**Text shown:**
* * * *
A host of companies including information technology firms, banks and cloud storage providers are seeking legal advice amid apprehensions about their use of generative artificial intelligence (GenAI) running afoul of the provisions of the data law, said industry executives.
Many companies are building proprietary GenAI models without enough transparency about the use of personal data being processed for training purposes, experts said, adding that this could go against the principles of lawful consent, fairness and transparency as prescribed in the Digital Personal Data Protection (DPDP) Act.
The legislation, passed by Parliament in August last year, provides for the protection of the personal data of individuals while allowing the processing of such data for lawful purposes. With privacy being a fundamental right, companies are worried about legal liabilities that could arise over non-compliance, said experts.
“Ideally, using publicly available data for GenAI training without appropriate consent stands in conflict with DPDP or copyright laws,” said Joebin Devassy, senior partner at Desai & Diwanji.
GenAI models generate new output, learn and reason by themselves and adapt to new information, he said, adding, “In such a flow, establishing breach of consent becomes challenging. AI is a complex animal in the court of law.”
* * * *
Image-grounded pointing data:
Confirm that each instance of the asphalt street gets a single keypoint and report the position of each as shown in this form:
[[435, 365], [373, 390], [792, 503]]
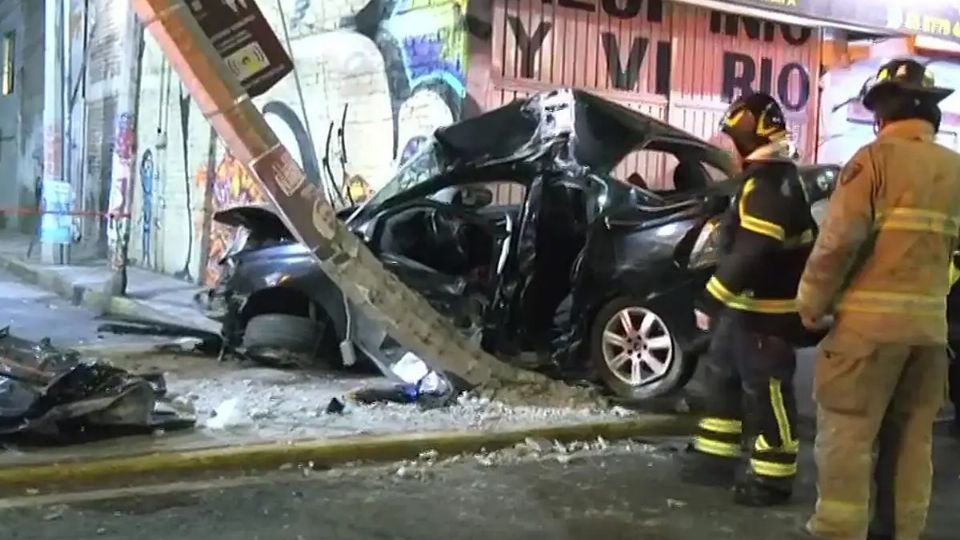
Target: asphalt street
[[629, 496]]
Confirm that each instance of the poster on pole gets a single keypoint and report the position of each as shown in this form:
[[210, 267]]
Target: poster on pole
[[56, 223], [936, 19], [246, 42]]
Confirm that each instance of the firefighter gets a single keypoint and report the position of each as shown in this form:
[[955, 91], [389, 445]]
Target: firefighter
[[880, 267], [749, 307], [953, 339]]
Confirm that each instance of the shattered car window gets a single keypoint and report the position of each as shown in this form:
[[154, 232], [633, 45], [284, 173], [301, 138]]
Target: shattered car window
[[423, 166]]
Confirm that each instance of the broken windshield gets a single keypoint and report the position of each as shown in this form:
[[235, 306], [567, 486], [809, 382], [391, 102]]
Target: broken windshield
[[423, 166]]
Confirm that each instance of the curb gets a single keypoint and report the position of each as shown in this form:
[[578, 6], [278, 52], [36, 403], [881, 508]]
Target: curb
[[323, 453]]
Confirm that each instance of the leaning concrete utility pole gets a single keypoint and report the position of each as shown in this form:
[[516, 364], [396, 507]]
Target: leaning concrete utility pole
[[123, 171], [54, 244], [349, 263]]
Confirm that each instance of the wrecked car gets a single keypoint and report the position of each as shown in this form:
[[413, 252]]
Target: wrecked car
[[515, 225], [50, 395]]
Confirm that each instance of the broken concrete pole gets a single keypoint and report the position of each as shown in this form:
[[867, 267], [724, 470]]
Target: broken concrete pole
[[407, 317]]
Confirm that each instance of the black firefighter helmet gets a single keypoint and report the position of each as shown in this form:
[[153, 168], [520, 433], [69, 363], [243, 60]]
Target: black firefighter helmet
[[899, 79], [754, 121]]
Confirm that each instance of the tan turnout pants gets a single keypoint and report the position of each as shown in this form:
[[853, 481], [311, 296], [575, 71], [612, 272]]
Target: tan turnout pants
[[871, 393]]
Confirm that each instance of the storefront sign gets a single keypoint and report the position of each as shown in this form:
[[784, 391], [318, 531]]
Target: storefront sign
[[940, 19], [245, 41], [56, 222], [627, 58]]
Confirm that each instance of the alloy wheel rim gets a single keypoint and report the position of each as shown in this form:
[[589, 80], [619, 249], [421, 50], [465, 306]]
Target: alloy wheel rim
[[637, 346]]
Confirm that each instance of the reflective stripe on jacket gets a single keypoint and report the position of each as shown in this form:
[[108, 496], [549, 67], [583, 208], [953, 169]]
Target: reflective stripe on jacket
[[883, 255]]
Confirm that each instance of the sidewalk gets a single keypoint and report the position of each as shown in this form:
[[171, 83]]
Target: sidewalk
[[257, 418], [149, 294]]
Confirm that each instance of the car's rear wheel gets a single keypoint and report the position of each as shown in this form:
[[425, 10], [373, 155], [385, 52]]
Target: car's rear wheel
[[634, 351]]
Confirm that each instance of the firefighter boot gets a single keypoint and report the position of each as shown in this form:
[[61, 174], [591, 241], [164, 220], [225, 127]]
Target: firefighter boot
[[703, 469], [753, 491]]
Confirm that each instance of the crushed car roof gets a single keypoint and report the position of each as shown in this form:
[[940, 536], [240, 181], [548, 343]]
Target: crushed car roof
[[599, 132]]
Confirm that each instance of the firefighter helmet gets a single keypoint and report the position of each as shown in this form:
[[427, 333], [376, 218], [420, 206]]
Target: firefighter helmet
[[754, 121]]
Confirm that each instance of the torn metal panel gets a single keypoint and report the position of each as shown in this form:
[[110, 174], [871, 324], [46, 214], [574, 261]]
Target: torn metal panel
[[531, 277], [51, 395]]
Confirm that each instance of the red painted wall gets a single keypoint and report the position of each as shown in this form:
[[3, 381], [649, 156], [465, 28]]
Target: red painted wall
[[672, 61]]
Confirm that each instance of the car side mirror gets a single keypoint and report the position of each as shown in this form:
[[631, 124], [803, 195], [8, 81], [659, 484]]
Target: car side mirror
[[706, 248], [474, 197]]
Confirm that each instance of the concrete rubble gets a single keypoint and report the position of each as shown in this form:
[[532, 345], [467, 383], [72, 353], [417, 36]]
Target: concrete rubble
[[294, 404], [430, 463]]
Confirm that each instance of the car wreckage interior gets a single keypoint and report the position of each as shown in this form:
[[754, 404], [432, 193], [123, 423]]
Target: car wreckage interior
[[529, 235]]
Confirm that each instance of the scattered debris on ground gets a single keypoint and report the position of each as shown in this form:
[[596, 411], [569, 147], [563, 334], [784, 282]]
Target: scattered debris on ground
[[431, 463], [51, 395]]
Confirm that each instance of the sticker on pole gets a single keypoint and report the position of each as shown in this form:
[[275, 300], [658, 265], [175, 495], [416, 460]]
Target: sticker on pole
[[246, 42]]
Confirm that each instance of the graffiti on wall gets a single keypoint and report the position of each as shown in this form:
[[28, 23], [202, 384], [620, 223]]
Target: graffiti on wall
[[148, 173], [231, 185], [124, 145], [424, 48], [845, 125]]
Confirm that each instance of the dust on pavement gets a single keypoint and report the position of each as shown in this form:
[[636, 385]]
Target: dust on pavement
[[608, 491]]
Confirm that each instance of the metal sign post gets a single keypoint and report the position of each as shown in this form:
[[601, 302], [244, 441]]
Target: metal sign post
[[212, 42]]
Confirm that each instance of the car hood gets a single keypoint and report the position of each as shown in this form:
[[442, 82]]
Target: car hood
[[591, 131]]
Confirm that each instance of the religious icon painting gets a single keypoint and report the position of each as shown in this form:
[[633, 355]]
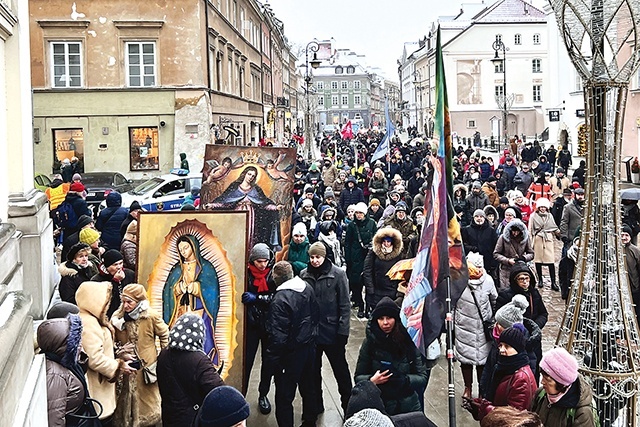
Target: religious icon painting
[[195, 262], [256, 180]]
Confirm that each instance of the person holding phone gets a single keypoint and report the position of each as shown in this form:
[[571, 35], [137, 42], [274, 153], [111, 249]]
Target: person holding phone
[[389, 359]]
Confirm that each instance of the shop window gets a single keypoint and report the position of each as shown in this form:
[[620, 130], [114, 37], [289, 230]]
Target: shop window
[[143, 149], [68, 144]]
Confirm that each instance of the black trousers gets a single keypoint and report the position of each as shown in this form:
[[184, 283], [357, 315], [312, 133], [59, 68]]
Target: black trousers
[[289, 375], [336, 355], [253, 338]]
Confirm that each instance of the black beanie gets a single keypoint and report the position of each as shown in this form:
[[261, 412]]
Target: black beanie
[[514, 336], [386, 307], [111, 257]]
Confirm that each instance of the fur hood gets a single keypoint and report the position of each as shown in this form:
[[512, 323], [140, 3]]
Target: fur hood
[[397, 243], [515, 223]]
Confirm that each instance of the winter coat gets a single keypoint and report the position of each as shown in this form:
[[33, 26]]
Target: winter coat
[[579, 398], [65, 391], [471, 345], [376, 265], [331, 288], [97, 341], [481, 239], [543, 230], [508, 248], [138, 402], [293, 319], [354, 253], [298, 255], [104, 276], [110, 220], [409, 371], [571, 220], [71, 277], [184, 379]]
* * * *
**Required work:**
[1] From the article on GenAI and the data law, return the part that opens with the words containing "Many companies are" and closes with "Desai & Diwanji.".
[2] According to the article on GenAI and the data law, which principles prescribed in the DPDP Act could be violated by opaque GenAI training? List them all.
[3] Continue the article on GenAI and the data law from where it stops.
Nothing in the rows is needed for this work.

**Task results:**
[1]
Many companies are building proprietary GenAI models without enough transparency about the use of personal data being processed for training purposes, experts said, adding that this could go against the principles of lawful consent, fairness and transparency as prescribed in the Digital Personal Data Protection (DPDP) Act.
The legislation, passed by Parliament in August last year, provides for the protection of the personal data of individuals while allowing the processing of such data for lawful purposes. With privacy being a fundamental right, companies are worried about legal liabilities that could arise over non-compliance, said experts.
“Ideally, using publicly available data for GenAI training without appropriate consent stands in conflict with DPDP or copyright laws,” said Joebin Devassy, senior partner at Desai & Diwanji.

[2] lawful consent, fairness, transparency

[3]
Companies are consulting with lawyers on issues such as how to define the scope of their privacy policies to seek appropriate user consent, the kind of contractual obligations needed for data processors while offering AI-as-a-service and the global laws and regulations that apply to multinational data exchange.
“The DPDP Act also mandates the principles of purpose limitation and data minimisation, whereas models trained on the same data are being used for multiple applications and there is uncertainty whether the personal data being processed is limited to what is necessary. Further, under the Act, data fiduciaries cannot bundle all processing activities under a blanket consent,” said Akshayy S Nanda, partner (competition law and data privacy practice) at Delhi-based law firm Saraf & Partners.
He further said, “Can the model delete select parts of its memory? Or does it need retraining? Are companies ready to bear that cost? These are some of the pressing questions we hear.”
While scores of lawsuits over copyright infringement are pending in global courts without any strong precedents on GenAI’s violation of citizens’ rights, Indian companies want to future-proof themselves from legal shocks, said industry executives.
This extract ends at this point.